═══ Page

I think McCants would be alright if he knew his role on the team. He has the tools to become a good player, mainly good scorer, but he needs to get consistent minutes to become a more consistent player. Part of the problem is the coaching, but part of it is also that ne heeds to get his mindset focused on every game. 

Personally I except him to continue to struggle for a while unless some of those things mentioned above will change.


----------



## Avalanche (Nov 17, 2005)

hopefully once Foye gets back, Mccants will have more of a set role.. maybe we can get a deal for jaric which would open up more minutes for shad... i still see pretty big potential in him


----------



## jokeaward (May 22, 2003)

Rashad is looking all right, Cuttino Mobley even without improving.


----------



## Avalanche (Nov 17, 2005)

he'll be better than the cat, Mccants has good D and can get to the rim much better than him already


----------



## JuX (Oct 11, 2005)

Am watching some of last night's game.


----------



## Avalanche (Nov 17, 2005)

══════
═══ Data section

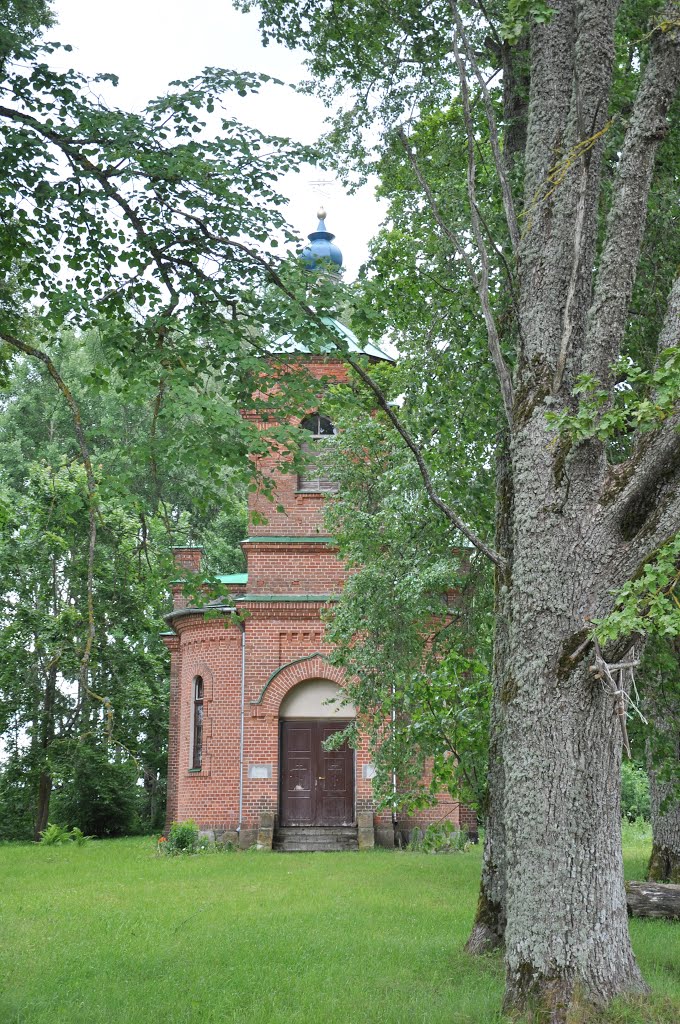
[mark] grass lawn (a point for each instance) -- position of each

══════

Copy the forum thread from "hopefully once Foye" to "even without improving.", swapping "set role" for "defined role".

hopefully once Foye gets back, Mccants will have more of a defined role.. maybe we can get a deal for jaric which would open up more minutes for shad... i still see pretty big potential in him


----------



## jokeaward (May 22, 2003)

Rashad is looking all right, Cuttino Mobley even without improving.